Work instructions => Copy the material below word for word, starting at the line that contains "Trace the outline of every instance of the fish eye" and continuing through the end of the material.
* Start Records for the task *
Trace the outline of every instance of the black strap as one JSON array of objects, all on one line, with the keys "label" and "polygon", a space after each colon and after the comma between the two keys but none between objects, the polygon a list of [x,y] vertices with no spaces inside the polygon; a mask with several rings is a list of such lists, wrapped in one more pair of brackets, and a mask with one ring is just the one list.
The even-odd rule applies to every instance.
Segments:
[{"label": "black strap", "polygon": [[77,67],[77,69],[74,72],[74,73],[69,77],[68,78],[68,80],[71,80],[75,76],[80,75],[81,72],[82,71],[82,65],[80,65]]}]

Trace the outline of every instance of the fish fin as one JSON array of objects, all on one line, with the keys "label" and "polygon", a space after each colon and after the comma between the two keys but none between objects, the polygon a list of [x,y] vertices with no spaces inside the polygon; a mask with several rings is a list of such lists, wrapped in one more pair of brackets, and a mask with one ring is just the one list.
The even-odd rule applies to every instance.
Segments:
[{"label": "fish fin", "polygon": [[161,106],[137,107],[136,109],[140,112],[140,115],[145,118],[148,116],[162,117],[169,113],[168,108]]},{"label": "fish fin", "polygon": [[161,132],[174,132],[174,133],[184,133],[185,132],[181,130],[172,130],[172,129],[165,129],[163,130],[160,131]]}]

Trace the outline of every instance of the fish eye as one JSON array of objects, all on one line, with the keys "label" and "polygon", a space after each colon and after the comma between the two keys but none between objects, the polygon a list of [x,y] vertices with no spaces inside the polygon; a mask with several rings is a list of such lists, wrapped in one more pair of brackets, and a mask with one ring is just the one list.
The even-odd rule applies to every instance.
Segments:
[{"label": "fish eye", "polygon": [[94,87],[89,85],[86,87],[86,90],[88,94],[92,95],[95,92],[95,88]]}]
* End Records for the task *
Solution below =>
Trace the outline of every instance of the fish eye as one JSON array of objects, all on one line, with the keys "label" and "polygon", a space after each colon and after the comma between the two keys but none between objects, the polygon a list of [x,y] vertices with no spaces inside the polygon; a mask with several rings is a list of such lists, wrapped in one more pair of brackets, and a mask with one ring is just the one list.
The even-odd rule applies to every instance.
Segments:
[{"label": "fish eye", "polygon": [[94,87],[89,85],[86,87],[86,90],[88,94],[92,95],[95,92],[95,88]]}]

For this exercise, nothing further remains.